_TASK TO COMPLETE_
Look through the records below, and whenever a line contains "lesion", copy it.

[Data records]
* * * * *
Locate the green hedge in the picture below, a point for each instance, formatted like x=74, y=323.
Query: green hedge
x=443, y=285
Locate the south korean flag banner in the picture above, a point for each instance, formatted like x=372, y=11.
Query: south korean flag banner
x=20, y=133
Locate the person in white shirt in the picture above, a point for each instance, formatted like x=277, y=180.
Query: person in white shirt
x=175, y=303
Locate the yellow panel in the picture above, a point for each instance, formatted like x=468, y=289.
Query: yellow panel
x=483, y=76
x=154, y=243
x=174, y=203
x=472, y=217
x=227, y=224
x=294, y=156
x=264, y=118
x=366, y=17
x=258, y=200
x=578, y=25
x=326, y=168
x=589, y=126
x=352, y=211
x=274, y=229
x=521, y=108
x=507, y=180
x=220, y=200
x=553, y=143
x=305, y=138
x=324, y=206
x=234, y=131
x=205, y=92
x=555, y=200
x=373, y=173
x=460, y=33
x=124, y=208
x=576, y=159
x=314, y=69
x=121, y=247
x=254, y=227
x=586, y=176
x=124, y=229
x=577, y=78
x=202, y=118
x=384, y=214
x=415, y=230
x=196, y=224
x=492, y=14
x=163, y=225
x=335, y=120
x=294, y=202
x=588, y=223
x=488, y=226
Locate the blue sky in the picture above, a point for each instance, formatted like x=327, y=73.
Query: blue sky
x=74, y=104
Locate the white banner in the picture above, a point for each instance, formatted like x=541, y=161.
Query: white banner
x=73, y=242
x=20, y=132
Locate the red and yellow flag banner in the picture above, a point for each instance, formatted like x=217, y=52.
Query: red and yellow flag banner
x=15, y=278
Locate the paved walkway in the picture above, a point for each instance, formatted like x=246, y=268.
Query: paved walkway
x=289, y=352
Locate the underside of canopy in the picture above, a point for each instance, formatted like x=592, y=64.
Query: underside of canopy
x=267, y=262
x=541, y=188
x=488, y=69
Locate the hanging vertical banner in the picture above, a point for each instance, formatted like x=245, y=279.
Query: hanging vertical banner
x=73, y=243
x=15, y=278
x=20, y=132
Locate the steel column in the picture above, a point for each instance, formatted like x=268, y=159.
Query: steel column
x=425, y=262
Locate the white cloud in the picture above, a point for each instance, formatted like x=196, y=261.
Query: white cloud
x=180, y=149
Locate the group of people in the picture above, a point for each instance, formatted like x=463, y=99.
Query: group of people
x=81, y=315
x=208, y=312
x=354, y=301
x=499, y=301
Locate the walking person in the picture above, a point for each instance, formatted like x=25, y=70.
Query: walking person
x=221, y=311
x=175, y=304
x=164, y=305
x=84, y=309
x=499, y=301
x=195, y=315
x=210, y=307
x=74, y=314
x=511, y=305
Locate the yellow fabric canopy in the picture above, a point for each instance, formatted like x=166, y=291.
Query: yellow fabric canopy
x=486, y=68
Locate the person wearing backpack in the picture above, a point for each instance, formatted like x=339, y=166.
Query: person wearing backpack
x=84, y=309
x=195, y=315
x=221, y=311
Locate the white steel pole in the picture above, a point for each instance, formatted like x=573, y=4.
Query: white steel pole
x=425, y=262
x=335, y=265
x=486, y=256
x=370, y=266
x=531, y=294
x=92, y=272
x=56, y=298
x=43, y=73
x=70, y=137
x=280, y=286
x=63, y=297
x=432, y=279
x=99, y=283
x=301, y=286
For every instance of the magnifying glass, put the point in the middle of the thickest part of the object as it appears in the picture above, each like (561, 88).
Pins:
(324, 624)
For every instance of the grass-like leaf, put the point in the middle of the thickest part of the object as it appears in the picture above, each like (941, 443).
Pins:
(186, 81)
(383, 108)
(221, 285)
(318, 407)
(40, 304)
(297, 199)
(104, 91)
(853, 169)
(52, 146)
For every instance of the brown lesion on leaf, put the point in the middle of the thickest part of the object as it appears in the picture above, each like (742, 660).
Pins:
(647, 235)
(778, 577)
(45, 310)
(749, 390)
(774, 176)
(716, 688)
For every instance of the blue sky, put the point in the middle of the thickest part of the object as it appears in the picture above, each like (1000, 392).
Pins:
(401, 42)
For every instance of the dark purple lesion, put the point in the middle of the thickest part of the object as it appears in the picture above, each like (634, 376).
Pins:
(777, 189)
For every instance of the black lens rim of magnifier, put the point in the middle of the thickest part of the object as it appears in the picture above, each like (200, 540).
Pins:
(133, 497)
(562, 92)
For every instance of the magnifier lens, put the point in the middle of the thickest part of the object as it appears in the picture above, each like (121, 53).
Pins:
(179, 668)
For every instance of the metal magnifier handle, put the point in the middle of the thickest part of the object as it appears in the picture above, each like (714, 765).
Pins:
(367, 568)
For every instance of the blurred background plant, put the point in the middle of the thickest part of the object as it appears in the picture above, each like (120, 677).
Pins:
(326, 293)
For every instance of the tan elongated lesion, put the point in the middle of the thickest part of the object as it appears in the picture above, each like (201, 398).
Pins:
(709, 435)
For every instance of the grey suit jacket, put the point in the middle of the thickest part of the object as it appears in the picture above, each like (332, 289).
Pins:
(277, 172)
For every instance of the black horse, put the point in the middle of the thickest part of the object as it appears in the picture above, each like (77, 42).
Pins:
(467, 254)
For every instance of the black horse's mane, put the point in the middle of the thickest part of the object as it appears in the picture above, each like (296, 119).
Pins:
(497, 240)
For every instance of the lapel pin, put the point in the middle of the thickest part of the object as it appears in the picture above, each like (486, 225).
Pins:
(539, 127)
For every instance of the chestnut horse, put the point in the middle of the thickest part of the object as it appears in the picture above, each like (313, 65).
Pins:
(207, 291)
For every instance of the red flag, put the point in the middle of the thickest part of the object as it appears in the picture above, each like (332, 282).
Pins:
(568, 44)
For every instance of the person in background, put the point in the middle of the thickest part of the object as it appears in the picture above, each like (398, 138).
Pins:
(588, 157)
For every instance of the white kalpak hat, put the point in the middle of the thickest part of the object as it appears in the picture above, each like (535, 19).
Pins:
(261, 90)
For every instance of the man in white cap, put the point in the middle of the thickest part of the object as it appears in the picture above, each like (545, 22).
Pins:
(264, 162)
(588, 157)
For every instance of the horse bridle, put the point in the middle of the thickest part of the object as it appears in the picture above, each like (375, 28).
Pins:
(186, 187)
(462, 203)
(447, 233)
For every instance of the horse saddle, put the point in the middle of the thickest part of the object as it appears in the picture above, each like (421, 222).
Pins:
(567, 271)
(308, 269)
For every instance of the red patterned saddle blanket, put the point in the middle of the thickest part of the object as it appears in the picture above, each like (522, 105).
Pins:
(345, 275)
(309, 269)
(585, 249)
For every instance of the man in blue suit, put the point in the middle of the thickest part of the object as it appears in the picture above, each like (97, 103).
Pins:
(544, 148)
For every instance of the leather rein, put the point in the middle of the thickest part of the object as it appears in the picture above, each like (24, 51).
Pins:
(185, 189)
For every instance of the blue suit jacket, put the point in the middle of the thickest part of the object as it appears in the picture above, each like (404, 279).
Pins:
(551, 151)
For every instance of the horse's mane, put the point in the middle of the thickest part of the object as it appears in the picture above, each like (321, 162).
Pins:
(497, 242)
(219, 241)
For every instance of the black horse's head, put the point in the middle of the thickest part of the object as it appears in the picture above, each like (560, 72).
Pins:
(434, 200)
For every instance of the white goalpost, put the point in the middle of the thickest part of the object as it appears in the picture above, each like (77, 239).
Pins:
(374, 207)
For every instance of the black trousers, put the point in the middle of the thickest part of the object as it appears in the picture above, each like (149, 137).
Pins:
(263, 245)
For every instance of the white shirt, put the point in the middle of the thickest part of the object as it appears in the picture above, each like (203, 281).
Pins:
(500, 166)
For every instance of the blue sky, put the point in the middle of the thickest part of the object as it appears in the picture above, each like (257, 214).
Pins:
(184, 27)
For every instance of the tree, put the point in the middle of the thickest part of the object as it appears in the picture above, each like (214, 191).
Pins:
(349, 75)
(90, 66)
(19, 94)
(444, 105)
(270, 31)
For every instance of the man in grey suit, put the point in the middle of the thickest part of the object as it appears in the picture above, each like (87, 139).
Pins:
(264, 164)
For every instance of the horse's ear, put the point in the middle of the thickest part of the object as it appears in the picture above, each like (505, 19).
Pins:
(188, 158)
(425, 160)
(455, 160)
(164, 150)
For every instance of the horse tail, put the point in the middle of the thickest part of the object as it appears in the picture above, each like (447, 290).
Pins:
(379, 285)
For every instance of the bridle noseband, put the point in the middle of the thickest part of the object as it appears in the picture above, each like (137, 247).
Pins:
* * * * *
_OUTPUT OF THE EXERCISE_
For every instance of the brown lesion on leaf, put the point in the middle of the thickest part of the object as it appears in the picture above, each like (742, 660).
For every instance of the dark purple lesion, put the point in the middle of the thickest part of the object as it appears in the picture above, each like (634, 376).
For every instance of the tan elongated lesion, put the point in the middle of the thickest part of the object as it appears in the picture above, each like (201, 398).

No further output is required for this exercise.